— Begin —

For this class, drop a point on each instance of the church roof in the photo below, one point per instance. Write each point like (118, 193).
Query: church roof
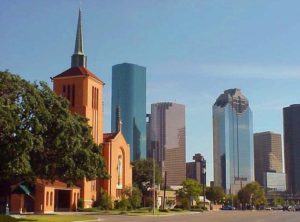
(77, 71)
(109, 136)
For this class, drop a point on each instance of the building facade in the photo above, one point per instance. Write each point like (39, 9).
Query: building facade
(291, 125)
(84, 91)
(232, 141)
(196, 170)
(129, 98)
(167, 140)
(267, 155)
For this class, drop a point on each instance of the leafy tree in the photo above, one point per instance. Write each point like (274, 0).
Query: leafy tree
(41, 138)
(278, 201)
(215, 194)
(190, 191)
(252, 195)
(143, 174)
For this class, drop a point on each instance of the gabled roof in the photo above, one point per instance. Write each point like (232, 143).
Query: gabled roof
(77, 71)
(109, 136)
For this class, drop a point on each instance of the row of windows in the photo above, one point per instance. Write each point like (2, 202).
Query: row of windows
(95, 98)
(69, 93)
(47, 198)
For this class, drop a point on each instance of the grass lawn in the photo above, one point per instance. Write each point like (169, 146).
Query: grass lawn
(47, 218)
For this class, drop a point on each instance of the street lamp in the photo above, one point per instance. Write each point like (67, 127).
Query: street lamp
(204, 179)
(153, 190)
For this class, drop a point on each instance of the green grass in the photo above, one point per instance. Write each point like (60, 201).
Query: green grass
(46, 218)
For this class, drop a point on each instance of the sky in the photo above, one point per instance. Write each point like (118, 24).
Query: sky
(193, 50)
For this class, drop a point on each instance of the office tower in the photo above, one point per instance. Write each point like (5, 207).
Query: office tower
(129, 96)
(267, 155)
(232, 141)
(167, 133)
(291, 125)
(196, 170)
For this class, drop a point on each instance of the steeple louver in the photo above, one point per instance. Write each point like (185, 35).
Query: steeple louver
(78, 58)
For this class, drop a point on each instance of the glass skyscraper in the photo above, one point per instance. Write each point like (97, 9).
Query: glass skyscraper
(167, 138)
(232, 141)
(291, 125)
(129, 102)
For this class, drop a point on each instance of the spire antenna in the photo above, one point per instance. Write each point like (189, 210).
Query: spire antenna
(78, 58)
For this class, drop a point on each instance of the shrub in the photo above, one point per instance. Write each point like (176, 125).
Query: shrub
(80, 203)
(104, 202)
(124, 204)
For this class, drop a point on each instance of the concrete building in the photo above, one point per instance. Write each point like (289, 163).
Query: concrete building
(291, 125)
(232, 141)
(129, 98)
(267, 155)
(196, 170)
(167, 135)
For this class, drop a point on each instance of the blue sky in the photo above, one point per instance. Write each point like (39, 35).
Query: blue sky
(193, 51)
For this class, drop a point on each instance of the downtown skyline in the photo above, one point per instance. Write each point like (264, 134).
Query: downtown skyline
(192, 51)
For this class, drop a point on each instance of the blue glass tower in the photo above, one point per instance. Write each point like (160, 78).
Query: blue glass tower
(232, 141)
(129, 99)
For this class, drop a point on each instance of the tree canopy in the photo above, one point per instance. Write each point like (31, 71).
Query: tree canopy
(142, 174)
(252, 195)
(191, 190)
(215, 194)
(41, 138)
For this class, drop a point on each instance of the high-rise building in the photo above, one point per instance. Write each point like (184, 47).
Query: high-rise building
(232, 141)
(167, 135)
(129, 98)
(291, 125)
(267, 154)
(197, 170)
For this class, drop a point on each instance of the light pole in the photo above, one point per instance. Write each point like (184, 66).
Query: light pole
(204, 179)
(153, 189)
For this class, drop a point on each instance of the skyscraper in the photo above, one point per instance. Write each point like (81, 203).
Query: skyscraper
(232, 141)
(267, 154)
(167, 135)
(129, 98)
(196, 170)
(291, 125)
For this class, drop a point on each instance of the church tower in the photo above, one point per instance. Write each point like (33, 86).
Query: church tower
(84, 90)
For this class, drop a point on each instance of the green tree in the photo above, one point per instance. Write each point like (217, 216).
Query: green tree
(143, 174)
(278, 201)
(133, 195)
(190, 191)
(215, 194)
(252, 195)
(41, 138)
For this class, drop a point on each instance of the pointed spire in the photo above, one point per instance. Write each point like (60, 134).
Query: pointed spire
(78, 58)
(119, 120)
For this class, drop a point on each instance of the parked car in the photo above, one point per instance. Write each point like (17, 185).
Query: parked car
(228, 207)
(278, 207)
(289, 208)
(297, 207)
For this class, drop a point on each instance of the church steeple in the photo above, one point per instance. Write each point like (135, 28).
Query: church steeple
(78, 58)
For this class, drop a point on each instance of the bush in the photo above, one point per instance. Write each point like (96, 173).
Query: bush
(164, 210)
(135, 198)
(80, 203)
(124, 204)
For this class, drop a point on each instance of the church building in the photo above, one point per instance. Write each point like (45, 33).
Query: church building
(84, 90)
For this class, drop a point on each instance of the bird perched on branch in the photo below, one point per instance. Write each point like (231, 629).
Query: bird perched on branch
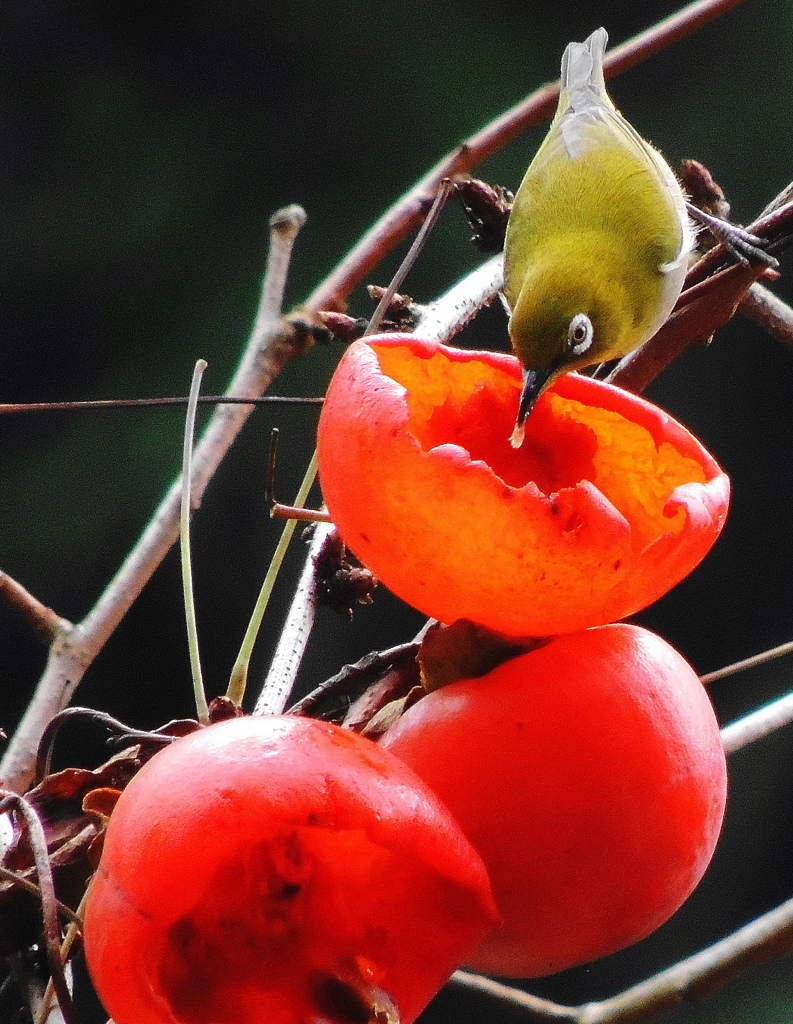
(598, 238)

— End —

THE EXERCISE: Present every line of the items above as a Markdown table with the columns "Row" and "Entry", numbering the rows in order. Omit blank lines and the pictures.

RESULT BELOW:
| Row | Entry |
|---|---|
| 1 | For this class, drop a point on each instance of the church roof in the photo below, one point per instance. Write each point like (118, 193). |
| 2 | Query: church roof |
| 3 | (77, 71) |
| 4 | (109, 136) |
| 5 | For this class, drop a point on each instance of the building facade in the photo above, one point per instance. Write each point like (39, 9). |
| 6 | Query: building facade |
| 7 | (291, 125) |
| 8 | (84, 91) |
| 9 | (232, 141) |
| 10 | (196, 170) |
| 11 | (129, 98) |
| 12 | (167, 140) |
| 13 | (267, 155) |
| 14 | For this class, drop a point on each instance of the leafy tree in the photo above, one point per instance. Write each point like (274, 0). |
| 15 | Query: leafy tree |
| 16 | (41, 138) |
| 17 | (278, 201) |
| 18 | (215, 194) |
| 19 | (190, 191) |
| 20 | (252, 195) |
| 21 | (143, 174) |
| 22 | For this class, drop a point on each instance of the gabled roof in the photo above, one point per instance. Write each point like (232, 143). |
| 23 | Query: gabled roof |
| 24 | (77, 71) |
| 25 | (109, 136) |
| 26 | For this class, drop a point on each instance of the row of windows in the photo above, one point per instance. Write each point like (2, 202). |
| 27 | Query: row of windows |
| 28 | (95, 98) |
| 29 | (69, 93) |
| 30 | (47, 198) |
| 31 | For this class, drop a point on each instance of the grass lawn in the photo above, one point per instance. Write each point like (169, 146). |
| 32 | Query: grass lawn |
| 33 | (47, 218) |
| 34 | For this class, drop a point on each instance of the street lamp in the photo above, one point per instance. Write each point like (67, 127). |
| 35 | Query: street lamp |
| 36 | (204, 179) |
| 37 | (153, 190) |
| 38 | For this class, drop a point on each instance of the green grass in the photo above, one point per instance. Write each point like (60, 201). |
| 39 | Query: green grass |
| 40 | (46, 218) |
| 41 | For this class, drop a point on each instance of the sky in the photo above, one point per instance. Write each point like (118, 24). |
| 42 | Query: sky |
| 43 | (193, 50) |
| 44 | For this class, drop a point on each instance of the office tower in the photo above, one point per instance. Write each point like (5, 207). |
| 45 | Query: office tower |
| 46 | (129, 96) |
| 47 | (267, 155) |
| 48 | (232, 141) |
| 49 | (167, 133) |
| 50 | (291, 125) |
| 51 | (196, 170) |
| 52 | For this class, drop a point on each instance of the steeple louver in the photo above, one point per instance. Write each point like (185, 35). |
| 53 | Query: steeple louver |
| 54 | (78, 58) |
| 55 | For this class, drop a point on each instance of the glass skyscraper in the photo above, one point per instance. Write each point like (97, 9). |
| 56 | Query: glass skyscraper |
| 57 | (167, 138) |
| 58 | (232, 141) |
| 59 | (291, 125) |
| 60 | (129, 102) |
| 61 | For this class, drop a point on each instance of the spire antenna in the photo above, one point per instance. Write each point like (189, 210). |
| 62 | Query: spire antenna |
| 63 | (78, 58) |
| 64 | For this class, drop a point on each instance of the shrub in the photo above, one point per instance. Write each point like (176, 125). |
| 65 | Query: shrub |
| 66 | (80, 203) |
| 67 | (104, 202) |
| 68 | (124, 204) |
| 69 | For this class, drop a point on each instance of the concrete building in the photo above, one point per instance. Write each point like (289, 163). |
| 70 | Query: concrete building |
| 71 | (291, 125) |
| 72 | (232, 141) |
| 73 | (129, 98) |
| 74 | (267, 155) |
| 75 | (196, 170) |
| 76 | (167, 135) |
| 77 | For this class, drop a point on each instance of the blue sky in the photo above, one point per instance. Write each point like (39, 35). |
| 78 | Query: blue sky |
| 79 | (193, 51) |
| 80 | For this class, drop a point on each instance of the downtown skyline in the photo above, one point per instance. Write each point like (264, 134). |
| 81 | Query: downtown skyline |
| 82 | (192, 51) |
| 83 | For this class, drop a point on each instance of the blue glass tower in the photo above, one point per instance. Write each point like (160, 78). |
| 84 | Query: blue glass tower |
| 85 | (232, 141) |
| 86 | (129, 99) |
| 87 | For this class, drop a point on each instance of the tree canopy in the photo above, one point per instance. Write each point like (31, 71). |
| 88 | Query: tree canopy |
| 89 | (142, 174) |
| 90 | (252, 195) |
| 91 | (191, 190) |
| 92 | (215, 194) |
| 93 | (41, 138) |
| 94 | For this class, drop a point on each instance of the high-rise building in the photo above, one point per instance. Write each point like (184, 47). |
| 95 | Query: high-rise building |
| 96 | (232, 141) |
| 97 | (167, 135) |
| 98 | (129, 98) |
| 99 | (291, 125) |
| 100 | (267, 154) |
| 101 | (197, 170) |
| 102 | For this class, drop a point on each instance of the light pole in the photo above, one point per instance. Write each point like (184, 66). |
| 103 | Query: light pole |
| 104 | (204, 179) |
| 105 | (153, 189) |
| 106 | For this class, drop a point on each instance of the skyscraper in the photo above, one point per instance. Write each point like (81, 203). |
| 107 | Query: skyscraper |
| 108 | (232, 141) |
| 109 | (267, 154) |
| 110 | (167, 135) |
| 111 | (129, 98) |
| 112 | (196, 170) |
| 113 | (291, 125) |
| 114 | For this class, drop a point on each instance of the church tower in the photo above, one point per instance. Write each point like (33, 86). |
| 115 | Query: church tower |
| 116 | (84, 90) |
| 117 | For this class, drop a point on each instance of the green tree in the photo above, one point per instance. Write each point like (217, 216). |
| 118 | Query: green tree |
| 119 | (143, 174) |
| 120 | (278, 201) |
| 121 | (133, 195) |
| 122 | (190, 191) |
| 123 | (215, 194) |
| 124 | (252, 195) |
| 125 | (41, 138) |
| 126 | For this class, drop a point on each instance of the pointed spire in the photo above, one point per instance. Write each point like (60, 134). |
| 127 | Query: pointed spire |
| 128 | (78, 58) |
| 129 | (119, 120) |
| 130 | For this class, drop a point on each instance of the parked car in the photo above, one point per instance. Write each point like (17, 185). |
| 131 | Query: parked car |
| 132 | (228, 207) |
| 133 | (278, 207) |
| 134 | (289, 208) |
| 135 | (297, 207) |
| 136 | For this class, drop a point on each instance of the church steeple in the photo above, one point per instance. Write each point like (135, 28). |
| 137 | Query: church steeple |
| 138 | (78, 58) |
| 139 | For this class, drop a point on each instance of the bush in the photo above, one point per instance. Write each point like (96, 173). |
| 140 | Query: bush |
| 141 | (164, 210) |
| 142 | (135, 198) |
| 143 | (80, 203) |
| 144 | (124, 204) |
| 145 | For this class, drop a point on each instance of the church building in the photo above, one point per instance. Write each point like (45, 33). |
| 146 | Query: church building |
| 147 | (84, 90) |
| 148 | For this class, drop a point on each instance of the bird perched on branch in the photo below, one point per instance. Write each point like (231, 629). |
| 149 | Query: bird perched on branch |
| 150 | (598, 238) |